-- YOUR INSTRUCTIONS --
Print all records exactly, leaving nothing out.

Named object pointing entries
::::
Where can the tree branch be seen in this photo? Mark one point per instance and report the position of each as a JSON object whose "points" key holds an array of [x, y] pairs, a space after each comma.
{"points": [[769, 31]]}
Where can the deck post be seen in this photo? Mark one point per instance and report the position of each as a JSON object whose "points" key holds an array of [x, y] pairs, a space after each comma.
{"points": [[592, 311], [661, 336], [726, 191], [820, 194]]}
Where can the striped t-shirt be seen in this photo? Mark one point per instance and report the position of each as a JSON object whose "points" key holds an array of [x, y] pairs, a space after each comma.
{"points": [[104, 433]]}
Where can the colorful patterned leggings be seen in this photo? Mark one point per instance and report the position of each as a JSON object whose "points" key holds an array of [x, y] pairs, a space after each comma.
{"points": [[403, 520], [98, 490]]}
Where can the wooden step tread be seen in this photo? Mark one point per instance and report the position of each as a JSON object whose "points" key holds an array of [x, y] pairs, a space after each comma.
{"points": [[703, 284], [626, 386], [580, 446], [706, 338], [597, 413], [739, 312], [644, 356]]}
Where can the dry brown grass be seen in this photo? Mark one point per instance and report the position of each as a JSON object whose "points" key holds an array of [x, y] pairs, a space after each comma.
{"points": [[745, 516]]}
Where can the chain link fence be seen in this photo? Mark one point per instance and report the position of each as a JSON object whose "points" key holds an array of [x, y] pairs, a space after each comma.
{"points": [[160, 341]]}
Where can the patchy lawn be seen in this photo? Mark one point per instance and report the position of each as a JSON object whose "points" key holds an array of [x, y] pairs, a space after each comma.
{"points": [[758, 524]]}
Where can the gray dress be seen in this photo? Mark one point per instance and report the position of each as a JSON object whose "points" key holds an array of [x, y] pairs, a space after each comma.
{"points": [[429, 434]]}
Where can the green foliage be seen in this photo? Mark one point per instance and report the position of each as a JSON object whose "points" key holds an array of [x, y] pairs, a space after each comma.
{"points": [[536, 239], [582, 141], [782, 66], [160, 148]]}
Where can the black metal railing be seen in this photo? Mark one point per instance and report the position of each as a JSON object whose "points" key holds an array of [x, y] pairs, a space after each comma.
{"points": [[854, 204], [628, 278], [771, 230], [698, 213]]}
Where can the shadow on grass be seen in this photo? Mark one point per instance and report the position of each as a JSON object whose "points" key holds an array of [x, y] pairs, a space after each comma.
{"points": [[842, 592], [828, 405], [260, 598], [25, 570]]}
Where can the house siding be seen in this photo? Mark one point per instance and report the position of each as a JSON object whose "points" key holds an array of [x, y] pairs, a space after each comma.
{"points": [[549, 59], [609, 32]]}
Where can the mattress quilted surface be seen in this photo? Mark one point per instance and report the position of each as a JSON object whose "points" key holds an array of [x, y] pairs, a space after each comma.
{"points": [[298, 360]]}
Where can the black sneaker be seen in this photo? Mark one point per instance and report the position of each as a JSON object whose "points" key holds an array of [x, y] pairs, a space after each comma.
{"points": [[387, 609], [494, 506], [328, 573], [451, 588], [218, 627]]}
::::
-- ANSWER TO THE EXERCISE --
Where can the tree branch be seen in this photo? Mark one point per instance and report the position of each as a JSON object whose "points" key holds an array of [x, y] pairs, a space after each comma.
{"points": [[769, 31]]}
Where can the deck post be seen in this photo? Mark one point per instance and report the position of each as a JSON object whose "points" key holds an array of [x, y] pairs, a space after each comma.
{"points": [[592, 311], [661, 336], [726, 191], [820, 194]]}
Where can the striped t-shirt be seen in this photo? Mark one point per instance and report the position of each as a JSON object whose "points" key holds an array of [x, y] pairs, a space after each comma.
{"points": [[104, 433]]}
Where can the colorful patterned leggings be seen in this photo? Mark one point per instance and report the position of each as a JSON object whose "points" key holds an array of [x, y] pairs, a space after each comma.
{"points": [[403, 520], [98, 490]]}
Where can the wooden step tread be seen in this photo? Mark one point per instance and report the position of each as a JSON object whose "points" key holds an array of [x, y] pairs, a space after each comma.
{"points": [[703, 284], [626, 386], [580, 446], [706, 338], [597, 413], [739, 312], [644, 356]]}
Where can the dry brown grass be seen in this photo? Mark one point per instance and report the position of each as a JSON object whose "points" key holds an array of [x, y] pairs, a space after each comma.
{"points": [[745, 516]]}
Where can the chain link fence be seen in this photo? Mark one point per instance and report the position of each as a JSON object whose "points" key holds an array of [x, y] pairs, a space after each comma.
{"points": [[160, 341]]}
Where can the patchy lawn be seen in this photo? Mark one point per instance and report the position of each as a JSON object whose "points" key holds an array of [x, y] pairs, a space after each comma.
{"points": [[758, 524]]}
Where can the gray dress be seen in this photo? Mark one point per instance and report the position of each as a JSON object whose "points" key holds an array of [x, y] pairs, a space after each comma.
{"points": [[429, 434]]}
Where can the green foliage be seen in this photo? Mark one point per instance and report the position of each as a JSON object whose "points" key holds an array of [x, y] pairs, a space after each comma.
{"points": [[536, 239], [582, 141], [782, 66], [160, 148]]}
Where can the black metal railing be seen in this photo? Mark one point per instance and report the position of each as a JSON object whose "points" key holds an array of [x, y] pairs, a space after each comma.
{"points": [[854, 204], [628, 278], [771, 230], [698, 213]]}
Where can the shadow on grass be seen in this photo? Mark one point per instance and report the position of each as a JSON object whose "points" key holds an array of [x, y] pairs, a space after each comma.
{"points": [[842, 592], [828, 405], [260, 598], [25, 570]]}
Where can the house siding be seen in this photo? Mark one point per instance and report the position of each as a JSON object whose "points" key holds an array of [x, y] pairs, a space after each comma.
{"points": [[549, 59], [609, 32]]}
Where can the mattress quilted surface be seen in this photo? Mark one point per instance and report the position of each as a JSON object whose "points" key holds an array of [x, y] pairs, a space after each comma.
{"points": [[298, 360]]}
Where can the black sneaker be seen in this photo? Mark one point per instance and report the position of each as a JSON object whose "points" key holds an array of [x, y] pairs, a space after each comma.
{"points": [[387, 609], [494, 506], [328, 573], [451, 588], [218, 627]]}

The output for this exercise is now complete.